## begin Given records

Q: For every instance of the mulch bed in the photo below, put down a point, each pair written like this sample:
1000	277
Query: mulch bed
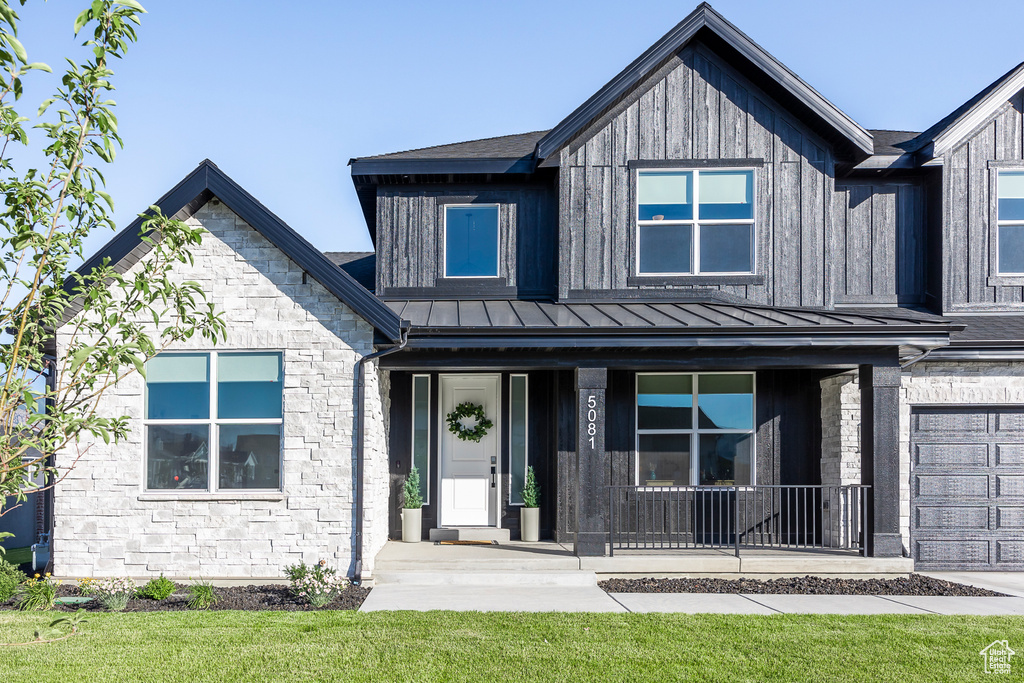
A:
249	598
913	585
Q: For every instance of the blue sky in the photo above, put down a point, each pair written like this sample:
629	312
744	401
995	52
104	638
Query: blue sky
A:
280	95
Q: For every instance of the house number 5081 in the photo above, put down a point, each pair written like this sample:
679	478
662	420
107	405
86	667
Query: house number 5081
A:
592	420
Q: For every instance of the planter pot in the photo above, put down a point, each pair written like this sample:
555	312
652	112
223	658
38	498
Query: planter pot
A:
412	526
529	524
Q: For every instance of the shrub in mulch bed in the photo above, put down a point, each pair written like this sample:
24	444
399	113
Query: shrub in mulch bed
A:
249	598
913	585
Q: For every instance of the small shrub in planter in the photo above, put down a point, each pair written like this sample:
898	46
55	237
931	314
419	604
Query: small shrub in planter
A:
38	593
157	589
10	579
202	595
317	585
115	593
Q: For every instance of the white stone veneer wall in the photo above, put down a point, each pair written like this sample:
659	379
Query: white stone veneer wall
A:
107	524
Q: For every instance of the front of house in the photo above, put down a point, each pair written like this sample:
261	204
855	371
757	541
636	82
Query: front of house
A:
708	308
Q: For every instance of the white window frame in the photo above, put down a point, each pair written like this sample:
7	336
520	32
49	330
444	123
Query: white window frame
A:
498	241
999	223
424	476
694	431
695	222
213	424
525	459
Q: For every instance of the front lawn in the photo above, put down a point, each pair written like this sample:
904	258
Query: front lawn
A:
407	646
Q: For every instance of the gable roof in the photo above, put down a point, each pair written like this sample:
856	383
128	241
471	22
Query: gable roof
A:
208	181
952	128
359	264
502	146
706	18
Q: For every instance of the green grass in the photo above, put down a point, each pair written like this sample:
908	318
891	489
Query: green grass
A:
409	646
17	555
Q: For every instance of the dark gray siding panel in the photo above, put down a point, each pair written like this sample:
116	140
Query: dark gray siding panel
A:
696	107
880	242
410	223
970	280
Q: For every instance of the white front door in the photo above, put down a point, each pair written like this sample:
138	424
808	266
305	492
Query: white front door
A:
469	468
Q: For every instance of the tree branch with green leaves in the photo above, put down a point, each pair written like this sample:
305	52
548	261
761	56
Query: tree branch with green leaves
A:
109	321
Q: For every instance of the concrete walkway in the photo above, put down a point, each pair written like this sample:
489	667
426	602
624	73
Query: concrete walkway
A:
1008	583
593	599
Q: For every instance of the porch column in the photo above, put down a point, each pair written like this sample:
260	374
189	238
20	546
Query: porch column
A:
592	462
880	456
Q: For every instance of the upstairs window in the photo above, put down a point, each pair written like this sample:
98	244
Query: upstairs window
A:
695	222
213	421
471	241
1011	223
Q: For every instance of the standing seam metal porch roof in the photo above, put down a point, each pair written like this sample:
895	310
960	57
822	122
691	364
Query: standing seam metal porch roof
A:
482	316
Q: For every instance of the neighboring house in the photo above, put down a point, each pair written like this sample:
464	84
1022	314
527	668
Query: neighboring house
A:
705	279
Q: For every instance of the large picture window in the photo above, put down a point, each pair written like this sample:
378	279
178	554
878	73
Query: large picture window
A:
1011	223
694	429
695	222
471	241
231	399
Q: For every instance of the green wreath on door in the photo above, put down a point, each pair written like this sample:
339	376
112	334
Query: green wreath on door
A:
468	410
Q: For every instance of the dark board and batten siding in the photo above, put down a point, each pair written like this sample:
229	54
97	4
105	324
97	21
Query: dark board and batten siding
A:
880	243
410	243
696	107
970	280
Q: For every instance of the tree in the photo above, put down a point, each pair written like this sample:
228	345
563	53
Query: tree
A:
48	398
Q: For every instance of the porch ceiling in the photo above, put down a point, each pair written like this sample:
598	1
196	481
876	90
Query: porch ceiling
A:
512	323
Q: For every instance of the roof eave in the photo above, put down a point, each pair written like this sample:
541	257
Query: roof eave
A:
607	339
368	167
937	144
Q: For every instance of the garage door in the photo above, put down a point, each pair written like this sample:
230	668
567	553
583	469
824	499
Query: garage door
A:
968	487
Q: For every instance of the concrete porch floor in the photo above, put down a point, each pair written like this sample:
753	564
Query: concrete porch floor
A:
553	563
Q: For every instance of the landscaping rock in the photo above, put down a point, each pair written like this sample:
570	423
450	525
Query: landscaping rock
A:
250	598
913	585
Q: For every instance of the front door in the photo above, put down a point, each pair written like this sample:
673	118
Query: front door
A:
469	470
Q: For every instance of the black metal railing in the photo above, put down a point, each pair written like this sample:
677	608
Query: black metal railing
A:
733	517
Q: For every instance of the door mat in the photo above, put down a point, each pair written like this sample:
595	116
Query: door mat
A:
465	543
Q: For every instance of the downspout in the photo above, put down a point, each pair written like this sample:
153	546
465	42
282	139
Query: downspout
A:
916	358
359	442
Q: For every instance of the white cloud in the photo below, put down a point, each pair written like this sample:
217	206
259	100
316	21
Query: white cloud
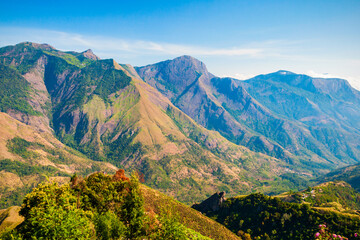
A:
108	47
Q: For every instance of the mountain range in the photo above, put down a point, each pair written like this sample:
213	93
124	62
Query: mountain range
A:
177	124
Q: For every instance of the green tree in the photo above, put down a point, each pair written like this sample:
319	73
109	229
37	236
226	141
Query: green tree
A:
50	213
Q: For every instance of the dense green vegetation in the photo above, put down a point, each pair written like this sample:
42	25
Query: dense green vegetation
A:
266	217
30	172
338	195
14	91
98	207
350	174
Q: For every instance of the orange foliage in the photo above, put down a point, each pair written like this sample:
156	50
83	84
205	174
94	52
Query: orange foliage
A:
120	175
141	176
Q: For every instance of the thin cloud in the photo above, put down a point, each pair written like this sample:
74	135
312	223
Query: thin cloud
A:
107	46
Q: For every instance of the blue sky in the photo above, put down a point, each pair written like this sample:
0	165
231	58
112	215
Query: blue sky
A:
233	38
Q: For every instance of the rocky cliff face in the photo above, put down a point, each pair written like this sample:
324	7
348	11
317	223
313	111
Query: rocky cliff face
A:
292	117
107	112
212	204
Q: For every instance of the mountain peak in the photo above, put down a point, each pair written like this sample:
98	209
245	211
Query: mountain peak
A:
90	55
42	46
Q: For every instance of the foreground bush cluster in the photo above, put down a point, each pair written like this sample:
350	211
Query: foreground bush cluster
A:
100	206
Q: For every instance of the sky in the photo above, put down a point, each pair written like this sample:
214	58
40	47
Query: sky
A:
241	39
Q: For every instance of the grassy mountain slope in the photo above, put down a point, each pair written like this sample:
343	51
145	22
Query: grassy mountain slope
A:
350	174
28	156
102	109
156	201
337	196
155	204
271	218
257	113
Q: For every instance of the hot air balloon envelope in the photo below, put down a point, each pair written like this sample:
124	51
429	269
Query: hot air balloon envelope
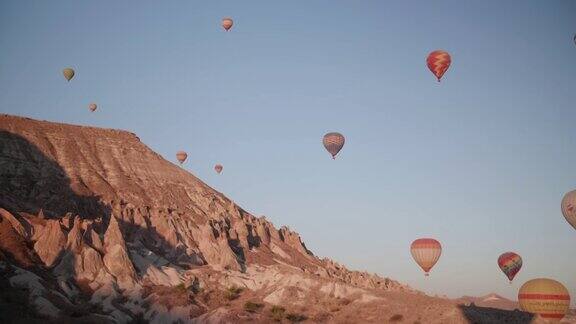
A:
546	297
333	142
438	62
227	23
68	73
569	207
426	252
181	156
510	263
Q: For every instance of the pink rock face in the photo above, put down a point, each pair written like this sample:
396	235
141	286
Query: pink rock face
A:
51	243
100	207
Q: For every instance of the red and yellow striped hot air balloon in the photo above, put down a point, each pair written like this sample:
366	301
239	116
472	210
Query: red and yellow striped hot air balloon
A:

## end Given records

Task ▸ Omit the images and transcribe all of the records above word for word.

Solution for this task ▸
Q: For every instance of the mulch bed in the photo below, put down a point, each pair written like this sample:
1000	277
Query: mulch bed
A:
249	598
913	585
Q: For every instance of the blue sky in the photo above, put down a point, each pair written like this sample:
629	312
744	401
995	52
104	638
Query: blue sky
A:
280	95
Q: For every instance of the house number 5081 in the photo above, put down a point, each pair written like this sample:
679	478
662	420
107	405
86	667
Query: house number 5081
A:
592	420
Q: For every instance of the planter pot in the photo above, put down a point, each pair written like this sample:
555	312
652	112
223	658
38	498
Query: planter pot
A:
412	526
529	524
Q: For every instance of the shrub in mulch bed in the photo above, put down a point, each pair written like this sample:
24	444
399	113
Query: shrub in mulch bed
A:
249	598
913	585
Q: For every instance of the small shrub in planter in the photo above, put down a point, each pair written like this sample:
898	46
55	237
931	314
419	604
Query: small shrub in planter
A:
38	593
157	589
10	579
202	595
317	585
115	593
Q: For every instance of the white stone veneer wall in the photo above, put down a point, each pair written like this sample:
659	379
Query: white stone veneer wall
A:
107	524
Q: For every instance of the front of house in the photo above, put down a point, each pair written like this sample:
261	204
855	371
757	541
636	82
Query: front of house
A:
708	308
Q: For every instance of the white window frame in the photo above, put down a point, each pair written like this sample:
7	336
520	32
49	330
444	123
Query: white window frame
A:
498	241
999	223
424	476
694	431
695	222
213	424
525	459
Q: For every instance of the front lawn in the photo above, put down a point, each pair written like this sample:
904	258
Query: front lawn
A:
407	646
Q: For every instance of the gable roof in the photo above, put down a point, each pair written like this sample:
856	383
128	241
471	22
Query: gable roof
A:
208	181
952	128
359	264
502	146
706	18
Q: For every instance of the green grass in the photo above, put down a point, each pair written like this sample:
908	318
891	489
Query: green grass
A:
409	646
17	555
Q: For every instance of the dark gray siding panel in the photo above, put down a point, each pair written like this sample:
116	140
Query: dark gray siding panel
A:
696	107
880	242
410	223
970	280
Q: For every instance of the white front door in the photo above, put down a point, each pair written like this sample:
138	424
808	266
305	492
Query: white front door
A:
469	468
Q: For every instance of the tree branch with green leaves in the photo above, put down a point, each pair written like this sample:
305	52
548	261
761	56
Query: tree branch with green leaves
A:
109	321
Q: For every instance of the concrete walkway in the photo above, put down a point, each pair written like this sample:
489	667
426	602
624	73
Query: concrete walkway
A:
1008	583
593	599
Q: For every instance of the porch column in the photo above, put down a point, each pair written like this sample:
260	374
189	238
20	546
Query: porch column
A:
592	462
880	456
Q: For every instance of the upstairs window in the photo above, put down a point, each pair written like this sample:
98	244
Query: upstairs window
A:
695	222
213	421
471	241
1011	223
Q: For every instance of the standing seam metal porch roof in the photo above, put down a point, each pair written like this sample:
895	310
960	57
822	122
691	364
Query: standing seam metal porch roof
A:
482	316
Q: For every instance of the neighboring house in the photo above, put down a point, each pair written like this sample:
464	84
1022	314
527	668
Query: neighboring house
A:
705	279
Q: For every instance of the large picture window in the photo above, put down a point, each pair written like this sample:
378	279
178	554
878	73
Query: large picture window
A:
1011	223
694	429
695	222
471	241
231	399
Q: For every instance of the green wreath on door in the photo above, put down a point, each pair written like this sample:
339	376
112	334
Query: green wreath on door
A:
468	410
Q: For every instance of the dark board and batten siding in the photo above, put down a point, each pair written like this sample:
229	54
97	4
105	324
97	21
Query: dark board and batten siding
A:
880	243
410	243
696	107
970	280
Q: For every instance of the tree in the photo above, put down a point, each pair written like this sample:
228	345
563	53
Query: tree
A:
48	398
Q: For every instance of the porch ceiling in the photo above, put down a point, each pair written like this sample:
598	1
196	481
876	90
Query: porch ceiling
A:
512	323
Q: For every instance of the roof eave in the photo above, put down a point, each pair written like this sample:
541	257
Query: roof eave
A:
607	339
368	167
937	144
Q: For every instance of the garage door in the photo above, put down a point, each pair written like this sample:
230	668
567	553
583	469
824	499
Query: garage door
A:
968	487
Q: For every instance of the concrete porch floor in the photo above, put down a point, each pair written like this sample:
753	564
Query: concrete porch floor
A:
553	563
Q: For every instance of the landscaping rock in the photo above, put down a point, each pair written like this sample:
570	423
450	525
Query: landscaping rock
A:
250	598
913	585
Q: For every instance of the front door in the photo above, put down a point, each pair written like this sample:
673	118
Query: front door
A:
469	470
Q: For every instance of the black metal railing in the photo above, put down a point, each pair written like this sample:
677	608
Query: black metal railing
A:
733	517
Q: For every instance of the door mat in the photo above, put down a point, each pair written like this sample:
595	116
Query: door mat
A:
465	543
Q: For every instance of the downspout in the photo above, put down a point, each pair written like this sample:
153	546
465	42
282	139
Query: downspout
A:
916	358
359	442
Q: For every instance of the white cloud in the photo below, put down a point, each pair written like this sample:
217	206
259	100
316	21
Query: white cloud
A:
108	47
Q: For every instance of the mountain range in the photo above, put down a point, each pair written like this sample:
213	93
124	62
Query: mountain range
A:
177	124
Q: For every instance of the green tree in the photo above, put down a point, each pair written like this sample:
319	73
109	229
37	236
226	141
Query: green tree
A:
50	213
Q: For every instance of the dense green vegetation in the photo above, put down a point, each pair written like this sample:
42	25
Query: dense green vegetation
A:
266	217
30	172
338	195
14	91
98	207
350	174
Q: For every instance of the orange foliage in the photo above, put down a point, each pair written like this sample:
156	50
83	84
205	174
94	52
Query: orange foliage
A:
120	175
141	176
Q: For every instance of the thin cloud in the photo above, put down a point, each pair written like this sample:
74	135
312	223
Query: thin cloud
A:
107	46
Q: For every instance of the blue sky in the photo above, put down a point, each pair written like this sample:
0	165
231	58
112	215
Query: blue sky
A:
233	38
Q: For every instance of the rocky cliff face in the photo above, put down a point, each pair written like this sample:
324	7
348	11
317	223
313	111
Query: rocky cliff face
A:
292	117
107	112
212	204
Q: For every instance of the mountain peak in the photo above, put down a point, each pair written like this sample:
98	209
245	211
Query: mountain peak
A:
90	55
42	46
Q: For every instance of the foreground bush cluster in the photo above, put down a point, each pair written like this sample:
350	211
Query: foreground bush cluster
A:
100	206
Q: For every instance of the sky in the photo above, put down a point, each pair written like this sample:
214	58
40	47
Query: sky
A:
241	39
Q: For every instance of the grassy mountain slope in the photo above, put down a point, each pair written like this sample:
343	51
145	22
Query: grassy mountain slope
A:
350	174
28	156
102	109
156	201
337	196
155	204
271	218
257	113
Q: For every instance of the hot air balloon envelope in the photo below, put down a point, each pair written like this sample:
124	51
429	269
Query: hot air balloon envelope
A:
546	297
333	142
438	62
227	23
68	73
569	207
426	252
181	156
510	263
Q: For every instance of the pink rock face in the photo above, put down a point, each pair written like this sample:
396	235
141	286
Query: pink rock face
A:
51	243
100	207
Q: For every instance of the red and yellow striped hot air balloon in the photo above, put down a point, each pair written like this sample:
366	301
239	116
472	210
Query: red and yellow striped hot air balloon
A:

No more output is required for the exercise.